Work to be completed: Exactly reproduce the line that contains "[point] every instance of the taillight" and all lines after it in the entries below, through the very last line.

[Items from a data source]
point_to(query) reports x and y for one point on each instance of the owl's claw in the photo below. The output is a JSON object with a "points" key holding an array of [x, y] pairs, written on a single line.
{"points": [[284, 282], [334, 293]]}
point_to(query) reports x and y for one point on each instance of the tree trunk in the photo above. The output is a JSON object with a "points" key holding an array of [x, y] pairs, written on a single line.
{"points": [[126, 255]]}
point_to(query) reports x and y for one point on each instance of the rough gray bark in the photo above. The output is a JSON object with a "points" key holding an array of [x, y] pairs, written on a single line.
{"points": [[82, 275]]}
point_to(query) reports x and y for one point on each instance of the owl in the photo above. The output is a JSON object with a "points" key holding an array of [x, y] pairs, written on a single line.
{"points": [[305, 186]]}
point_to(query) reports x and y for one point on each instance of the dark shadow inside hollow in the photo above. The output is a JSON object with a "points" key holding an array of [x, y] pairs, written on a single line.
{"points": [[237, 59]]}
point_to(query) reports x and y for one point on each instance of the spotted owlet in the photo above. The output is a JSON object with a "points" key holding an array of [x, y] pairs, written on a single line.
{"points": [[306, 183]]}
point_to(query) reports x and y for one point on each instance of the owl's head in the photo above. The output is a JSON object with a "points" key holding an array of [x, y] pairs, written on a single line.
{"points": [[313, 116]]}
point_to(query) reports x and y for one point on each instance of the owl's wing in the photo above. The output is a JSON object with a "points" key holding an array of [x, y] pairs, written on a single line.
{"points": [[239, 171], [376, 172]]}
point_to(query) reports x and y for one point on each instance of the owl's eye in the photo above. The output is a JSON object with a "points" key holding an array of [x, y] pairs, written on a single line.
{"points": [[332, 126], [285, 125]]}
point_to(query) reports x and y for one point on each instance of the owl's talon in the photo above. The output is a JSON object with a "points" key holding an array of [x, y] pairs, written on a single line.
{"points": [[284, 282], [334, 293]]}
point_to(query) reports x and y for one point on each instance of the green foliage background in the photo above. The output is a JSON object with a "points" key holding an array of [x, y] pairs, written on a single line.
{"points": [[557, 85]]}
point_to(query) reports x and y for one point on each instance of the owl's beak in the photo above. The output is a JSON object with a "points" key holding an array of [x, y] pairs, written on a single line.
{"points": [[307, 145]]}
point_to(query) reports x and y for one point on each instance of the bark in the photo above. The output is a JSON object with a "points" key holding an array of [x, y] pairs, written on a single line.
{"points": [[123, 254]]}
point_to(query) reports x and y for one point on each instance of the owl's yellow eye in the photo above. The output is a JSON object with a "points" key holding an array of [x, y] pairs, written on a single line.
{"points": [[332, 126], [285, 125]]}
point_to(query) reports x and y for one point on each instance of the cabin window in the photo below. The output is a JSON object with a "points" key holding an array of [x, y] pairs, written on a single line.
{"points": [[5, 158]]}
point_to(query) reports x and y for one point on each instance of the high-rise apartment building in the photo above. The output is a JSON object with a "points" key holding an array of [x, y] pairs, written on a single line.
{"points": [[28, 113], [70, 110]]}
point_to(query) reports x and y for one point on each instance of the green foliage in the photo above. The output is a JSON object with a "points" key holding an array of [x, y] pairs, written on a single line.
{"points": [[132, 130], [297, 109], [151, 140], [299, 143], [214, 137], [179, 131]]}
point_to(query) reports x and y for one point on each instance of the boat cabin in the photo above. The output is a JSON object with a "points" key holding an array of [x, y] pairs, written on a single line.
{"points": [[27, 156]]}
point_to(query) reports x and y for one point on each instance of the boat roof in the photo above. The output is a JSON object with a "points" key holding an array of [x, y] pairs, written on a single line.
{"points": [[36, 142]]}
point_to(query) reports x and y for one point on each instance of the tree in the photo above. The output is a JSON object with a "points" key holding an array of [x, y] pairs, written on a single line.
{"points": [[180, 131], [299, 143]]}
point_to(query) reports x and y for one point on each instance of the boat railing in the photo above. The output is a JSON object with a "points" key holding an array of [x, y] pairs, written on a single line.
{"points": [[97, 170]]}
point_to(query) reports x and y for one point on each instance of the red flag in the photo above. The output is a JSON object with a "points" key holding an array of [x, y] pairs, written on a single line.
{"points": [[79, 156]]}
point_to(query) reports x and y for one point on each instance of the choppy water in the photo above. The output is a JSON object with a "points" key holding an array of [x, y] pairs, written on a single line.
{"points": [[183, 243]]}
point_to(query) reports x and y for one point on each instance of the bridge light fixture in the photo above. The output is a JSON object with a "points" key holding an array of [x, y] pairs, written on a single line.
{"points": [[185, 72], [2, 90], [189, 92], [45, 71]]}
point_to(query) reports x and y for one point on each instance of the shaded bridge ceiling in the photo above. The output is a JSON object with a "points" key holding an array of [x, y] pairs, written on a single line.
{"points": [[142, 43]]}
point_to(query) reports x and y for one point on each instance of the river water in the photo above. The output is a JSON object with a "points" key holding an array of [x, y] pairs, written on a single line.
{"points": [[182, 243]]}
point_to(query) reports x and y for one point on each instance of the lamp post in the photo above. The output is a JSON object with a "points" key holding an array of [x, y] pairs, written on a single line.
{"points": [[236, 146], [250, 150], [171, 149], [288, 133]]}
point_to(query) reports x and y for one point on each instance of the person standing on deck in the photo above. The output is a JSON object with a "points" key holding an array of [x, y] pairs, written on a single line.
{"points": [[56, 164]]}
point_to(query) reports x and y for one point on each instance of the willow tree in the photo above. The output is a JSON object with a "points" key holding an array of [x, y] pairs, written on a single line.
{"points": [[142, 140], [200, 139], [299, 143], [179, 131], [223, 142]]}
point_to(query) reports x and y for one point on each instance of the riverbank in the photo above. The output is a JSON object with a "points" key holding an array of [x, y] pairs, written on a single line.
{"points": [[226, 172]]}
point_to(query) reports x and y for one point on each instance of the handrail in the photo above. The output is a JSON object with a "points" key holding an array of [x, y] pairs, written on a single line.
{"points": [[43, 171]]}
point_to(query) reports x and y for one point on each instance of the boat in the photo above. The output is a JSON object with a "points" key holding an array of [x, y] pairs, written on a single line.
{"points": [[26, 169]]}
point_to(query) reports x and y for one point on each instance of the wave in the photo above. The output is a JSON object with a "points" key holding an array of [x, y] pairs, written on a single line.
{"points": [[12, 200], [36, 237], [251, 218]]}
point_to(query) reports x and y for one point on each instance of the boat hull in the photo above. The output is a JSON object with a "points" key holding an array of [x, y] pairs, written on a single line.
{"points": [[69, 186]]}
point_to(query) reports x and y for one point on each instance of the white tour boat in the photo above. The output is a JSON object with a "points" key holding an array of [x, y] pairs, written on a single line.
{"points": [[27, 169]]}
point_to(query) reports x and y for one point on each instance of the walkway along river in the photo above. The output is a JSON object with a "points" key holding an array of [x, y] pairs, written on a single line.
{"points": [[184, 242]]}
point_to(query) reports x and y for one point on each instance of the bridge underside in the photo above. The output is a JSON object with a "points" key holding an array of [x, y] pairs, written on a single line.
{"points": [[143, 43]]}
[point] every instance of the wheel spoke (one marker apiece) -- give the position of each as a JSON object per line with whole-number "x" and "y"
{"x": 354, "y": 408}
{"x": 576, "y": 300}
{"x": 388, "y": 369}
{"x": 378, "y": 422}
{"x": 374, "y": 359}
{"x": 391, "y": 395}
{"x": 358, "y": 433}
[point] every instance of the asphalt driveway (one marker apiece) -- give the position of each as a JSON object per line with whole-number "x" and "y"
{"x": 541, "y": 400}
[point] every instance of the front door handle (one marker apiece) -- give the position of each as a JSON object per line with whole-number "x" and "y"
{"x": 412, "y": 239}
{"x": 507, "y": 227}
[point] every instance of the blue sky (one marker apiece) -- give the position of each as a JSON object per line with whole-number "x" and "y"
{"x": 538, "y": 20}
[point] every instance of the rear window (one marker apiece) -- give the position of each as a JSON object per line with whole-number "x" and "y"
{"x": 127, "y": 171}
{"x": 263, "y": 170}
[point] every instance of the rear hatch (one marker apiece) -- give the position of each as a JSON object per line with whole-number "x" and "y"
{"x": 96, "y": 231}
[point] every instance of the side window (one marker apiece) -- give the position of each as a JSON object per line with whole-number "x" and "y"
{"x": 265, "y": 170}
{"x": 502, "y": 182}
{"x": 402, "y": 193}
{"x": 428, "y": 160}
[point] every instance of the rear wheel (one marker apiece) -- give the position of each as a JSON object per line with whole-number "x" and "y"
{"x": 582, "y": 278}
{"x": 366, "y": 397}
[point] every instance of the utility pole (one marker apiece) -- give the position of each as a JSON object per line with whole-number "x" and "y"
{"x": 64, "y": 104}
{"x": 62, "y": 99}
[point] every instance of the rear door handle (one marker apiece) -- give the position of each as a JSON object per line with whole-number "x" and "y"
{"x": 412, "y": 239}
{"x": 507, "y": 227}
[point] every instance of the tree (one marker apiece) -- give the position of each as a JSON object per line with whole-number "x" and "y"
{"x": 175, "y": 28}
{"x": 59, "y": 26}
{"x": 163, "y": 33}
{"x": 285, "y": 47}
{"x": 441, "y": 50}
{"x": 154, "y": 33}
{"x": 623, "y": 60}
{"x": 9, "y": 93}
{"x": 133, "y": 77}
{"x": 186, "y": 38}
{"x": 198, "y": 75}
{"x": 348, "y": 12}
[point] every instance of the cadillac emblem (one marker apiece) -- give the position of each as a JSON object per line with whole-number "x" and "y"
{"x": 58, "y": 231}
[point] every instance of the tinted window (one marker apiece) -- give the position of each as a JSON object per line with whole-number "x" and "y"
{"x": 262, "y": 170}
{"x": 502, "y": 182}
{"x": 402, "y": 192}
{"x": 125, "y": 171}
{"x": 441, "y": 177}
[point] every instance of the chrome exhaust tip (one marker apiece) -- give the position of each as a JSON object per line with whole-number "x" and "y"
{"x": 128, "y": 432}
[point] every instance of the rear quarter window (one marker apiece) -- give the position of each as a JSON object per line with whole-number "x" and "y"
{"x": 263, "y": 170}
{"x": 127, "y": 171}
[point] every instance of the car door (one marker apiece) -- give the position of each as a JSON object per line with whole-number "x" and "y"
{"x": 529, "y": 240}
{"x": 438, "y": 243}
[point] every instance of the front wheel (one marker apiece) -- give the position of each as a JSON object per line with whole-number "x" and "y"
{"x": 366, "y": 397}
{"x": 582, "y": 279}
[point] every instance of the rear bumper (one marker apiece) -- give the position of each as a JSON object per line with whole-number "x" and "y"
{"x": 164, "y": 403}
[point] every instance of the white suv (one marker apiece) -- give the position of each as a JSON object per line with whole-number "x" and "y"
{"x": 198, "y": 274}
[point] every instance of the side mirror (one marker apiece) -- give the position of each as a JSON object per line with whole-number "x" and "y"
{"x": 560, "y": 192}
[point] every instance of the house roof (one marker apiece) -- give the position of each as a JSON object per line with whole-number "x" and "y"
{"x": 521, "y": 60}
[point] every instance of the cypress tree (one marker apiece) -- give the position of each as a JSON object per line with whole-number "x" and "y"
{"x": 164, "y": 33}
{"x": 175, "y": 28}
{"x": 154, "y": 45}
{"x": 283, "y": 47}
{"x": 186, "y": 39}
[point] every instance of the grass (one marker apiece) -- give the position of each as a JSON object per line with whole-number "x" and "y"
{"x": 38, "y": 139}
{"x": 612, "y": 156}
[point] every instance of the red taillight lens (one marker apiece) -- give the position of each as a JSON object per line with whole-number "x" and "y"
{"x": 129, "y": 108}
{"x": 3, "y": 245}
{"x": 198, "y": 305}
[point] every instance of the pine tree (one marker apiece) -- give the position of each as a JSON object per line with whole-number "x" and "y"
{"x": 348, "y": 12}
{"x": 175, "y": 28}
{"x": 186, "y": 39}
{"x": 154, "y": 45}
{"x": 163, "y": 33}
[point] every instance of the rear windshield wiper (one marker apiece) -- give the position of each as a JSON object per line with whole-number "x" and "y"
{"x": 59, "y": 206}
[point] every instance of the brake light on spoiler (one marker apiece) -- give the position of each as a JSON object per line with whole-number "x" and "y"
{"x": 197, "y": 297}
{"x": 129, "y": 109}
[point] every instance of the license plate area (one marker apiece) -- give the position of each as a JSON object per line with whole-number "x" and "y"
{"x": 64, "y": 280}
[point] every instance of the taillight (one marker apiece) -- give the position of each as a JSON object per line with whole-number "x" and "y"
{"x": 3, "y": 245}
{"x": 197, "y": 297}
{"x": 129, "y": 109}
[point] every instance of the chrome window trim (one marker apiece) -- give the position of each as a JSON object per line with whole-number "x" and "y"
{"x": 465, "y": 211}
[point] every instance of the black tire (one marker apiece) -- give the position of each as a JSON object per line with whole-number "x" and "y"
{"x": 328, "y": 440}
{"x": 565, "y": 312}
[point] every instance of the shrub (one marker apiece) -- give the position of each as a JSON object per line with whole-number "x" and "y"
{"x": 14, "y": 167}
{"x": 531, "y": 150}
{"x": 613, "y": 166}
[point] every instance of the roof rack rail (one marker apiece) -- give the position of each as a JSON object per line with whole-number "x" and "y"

Response area:
[point] every instance of the taillight (one marker apiece) -- give the position of each as a JSON object per line with whole-number "x" and "y"
{"x": 3, "y": 245}
{"x": 197, "y": 297}
{"x": 129, "y": 109}
[point] every instance of the chrome window trim (one marker apiece) -- give the position of each as a JSON object per line with whole-number "x" and "y"
{"x": 465, "y": 211}
[point] every instance of the black tire (one marker apiece) -- give the position of each as a JSON object per line with whole-number "x" and "y"
{"x": 328, "y": 440}
{"x": 565, "y": 312}
[point] every instance of the shrub (one marker apiece) -- give the position of each as a JSON object per line with whole-number "x" and "y"
{"x": 14, "y": 167}
{"x": 531, "y": 150}
{"x": 613, "y": 166}
[point] every instance of the roof rack rail (one marker apiece) -- give the position of each as a JSON object per line with whole-number "x" and "y"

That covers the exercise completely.